=== JOB ===
Reproduce the listing below word for word, keeping every line unchanged.

=== SUPPLIED DATA ===
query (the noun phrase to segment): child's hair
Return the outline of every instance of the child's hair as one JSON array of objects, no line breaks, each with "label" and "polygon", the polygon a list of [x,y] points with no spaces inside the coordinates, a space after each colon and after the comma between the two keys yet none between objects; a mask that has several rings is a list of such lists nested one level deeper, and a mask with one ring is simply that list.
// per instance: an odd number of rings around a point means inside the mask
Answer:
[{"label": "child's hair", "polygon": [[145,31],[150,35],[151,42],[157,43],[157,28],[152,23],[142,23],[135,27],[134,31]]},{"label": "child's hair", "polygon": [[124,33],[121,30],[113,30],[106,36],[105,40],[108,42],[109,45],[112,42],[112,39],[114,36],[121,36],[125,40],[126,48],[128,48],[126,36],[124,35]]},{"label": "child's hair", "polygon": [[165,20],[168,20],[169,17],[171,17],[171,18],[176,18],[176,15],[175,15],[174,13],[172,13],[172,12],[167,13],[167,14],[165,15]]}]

=== SOLUTION BELOW ===
query (the noun phrase to segment): child's hair
Return the outline of every instance of the child's hair as one JSON array of objects, no line breaks, each with "label" and "polygon", the polygon a list of [x,y] points with no spaces inside the coordinates, a space after each colon and after the comma between the two keys yet none between objects; a mask that has several rings is a list of such lists nested one level deeper, and a mask with one ring is simply that list.
// per instance: an odd number of rings around a point means inside the mask
Answer:
[{"label": "child's hair", "polygon": [[145,31],[150,35],[151,42],[157,43],[157,28],[152,23],[142,23],[135,27],[134,31]]},{"label": "child's hair", "polygon": [[124,33],[121,30],[113,30],[106,36],[105,40],[108,42],[109,45],[112,42],[112,39],[114,36],[121,36],[125,40],[126,48],[128,48],[126,36],[124,35]]},{"label": "child's hair", "polygon": [[165,20],[168,20],[169,17],[171,17],[171,18],[176,18],[176,15],[175,15],[174,13],[172,13],[172,12],[167,13],[167,14],[165,15]]}]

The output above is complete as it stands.